» **Problem to work on**
Repeat the listing in full. Nothing may be added or left out.

○ ○ ○ ○ ○

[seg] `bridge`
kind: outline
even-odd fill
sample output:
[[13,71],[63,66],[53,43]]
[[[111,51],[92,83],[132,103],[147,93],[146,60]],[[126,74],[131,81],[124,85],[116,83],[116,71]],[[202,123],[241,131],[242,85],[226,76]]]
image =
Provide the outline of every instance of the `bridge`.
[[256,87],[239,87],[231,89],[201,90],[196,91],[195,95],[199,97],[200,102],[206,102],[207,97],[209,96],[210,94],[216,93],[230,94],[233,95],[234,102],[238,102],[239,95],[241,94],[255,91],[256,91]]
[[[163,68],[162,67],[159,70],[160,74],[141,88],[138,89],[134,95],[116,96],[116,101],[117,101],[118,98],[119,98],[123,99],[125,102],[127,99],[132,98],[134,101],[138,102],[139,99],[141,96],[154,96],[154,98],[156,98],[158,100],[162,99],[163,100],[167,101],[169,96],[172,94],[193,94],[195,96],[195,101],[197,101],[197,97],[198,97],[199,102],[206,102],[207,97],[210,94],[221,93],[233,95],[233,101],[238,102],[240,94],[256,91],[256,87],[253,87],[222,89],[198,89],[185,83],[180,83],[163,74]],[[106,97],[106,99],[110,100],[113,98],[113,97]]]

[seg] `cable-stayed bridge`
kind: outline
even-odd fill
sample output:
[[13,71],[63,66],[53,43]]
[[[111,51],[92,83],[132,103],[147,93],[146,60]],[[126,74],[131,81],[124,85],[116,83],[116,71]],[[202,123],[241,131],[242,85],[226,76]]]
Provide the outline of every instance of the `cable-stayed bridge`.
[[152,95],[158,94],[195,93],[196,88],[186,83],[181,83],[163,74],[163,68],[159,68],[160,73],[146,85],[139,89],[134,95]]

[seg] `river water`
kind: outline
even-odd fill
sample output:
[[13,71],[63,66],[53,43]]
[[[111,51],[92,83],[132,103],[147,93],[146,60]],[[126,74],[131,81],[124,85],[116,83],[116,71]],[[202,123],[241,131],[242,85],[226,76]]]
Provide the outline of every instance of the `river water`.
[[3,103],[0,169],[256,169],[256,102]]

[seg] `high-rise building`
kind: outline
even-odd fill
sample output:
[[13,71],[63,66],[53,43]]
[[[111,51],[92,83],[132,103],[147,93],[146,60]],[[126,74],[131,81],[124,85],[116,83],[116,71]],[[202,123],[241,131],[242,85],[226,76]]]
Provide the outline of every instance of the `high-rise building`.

○ ○ ○ ○ ○

» **Task answer**
[seg] `bridge`
kind: outline
even-odd fill
sample output:
[[13,71],[63,66],[53,43]]
[[[111,51],[92,83],[132,103],[147,93],[146,60]],[[126,74],[131,81],[124,85],[116,83],[116,71]],[[202,123],[241,131],[242,85],[226,76]]]
image =
Provide the outline of every instance of the `bridge`.
[[256,87],[239,87],[231,89],[201,90],[196,91],[195,95],[199,97],[200,102],[206,102],[207,97],[209,96],[210,94],[216,93],[230,94],[233,95],[234,102],[238,102],[239,95],[241,94],[255,91],[256,91]]
[[[163,68],[162,67],[159,70],[160,74],[141,88],[138,89],[134,95],[116,96],[116,101],[117,101],[118,98],[119,98],[123,99],[125,102],[127,99],[132,98],[134,101],[138,102],[139,99],[141,96],[154,96],[154,98],[156,98],[158,100],[162,99],[163,100],[167,101],[169,96],[172,94],[193,94],[195,96],[195,101],[197,101],[197,97],[198,97],[199,102],[206,102],[207,97],[210,94],[221,93],[233,95],[233,101],[238,102],[240,94],[256,91],[256,87],[253,87],[222,89],[198,89],[185,83],[180,83],[163,74]],[[106,97],[106,99],[110,100],[113,98],[113,97]]]

[seg] `cable-stayed bridge`
kind: outline
even-odd fill
sample output:
[[13,71],[63,66],[53,43]]
[[[111,51],[92,83],[132,103],[147,93],[146,60]],[[126,74],[131,81],[124,85],[116,83],[116,71]],[[202,123],[241,131],[242,85],[226,76]]]
Provide the outline of every instance of the `cable-stayed bridge`.
[[152,95],[158,94],[195,93],[196,88],[186,83],[181,83],[163,74],[163,68],[159,68],[160,73],[146,85],[139,89],[134,95]]

[seg] `river water`
kind: outline
even-odd fill
sample output:
[[13,71],[63,66],[53,43]]
[[[111,51],[92,83],[132,103],[147,93],[146,60]],[[126,74],[131,81],[124,85],[116,83],[116,71]],[[202,123],[241,131],[242,85],[226,76]]]
Provide the outline of every instance of the `river water`.
[[3,103],[0,169],[256,169],[256,102]]

[seg] `high-rise building`
kind: outline
even-odd fill
sample output:
[[13,71],[63,66],[53,43]]
[[[111,51],[92,83],[132,103],[147,93],[146,60]],[[126,74],[131,81],[124,85],[116,83],[116,71]],[[202,123],[241,131],[242,85],[226,76]]]
Provide the outline of every instance of the `high-rise building`.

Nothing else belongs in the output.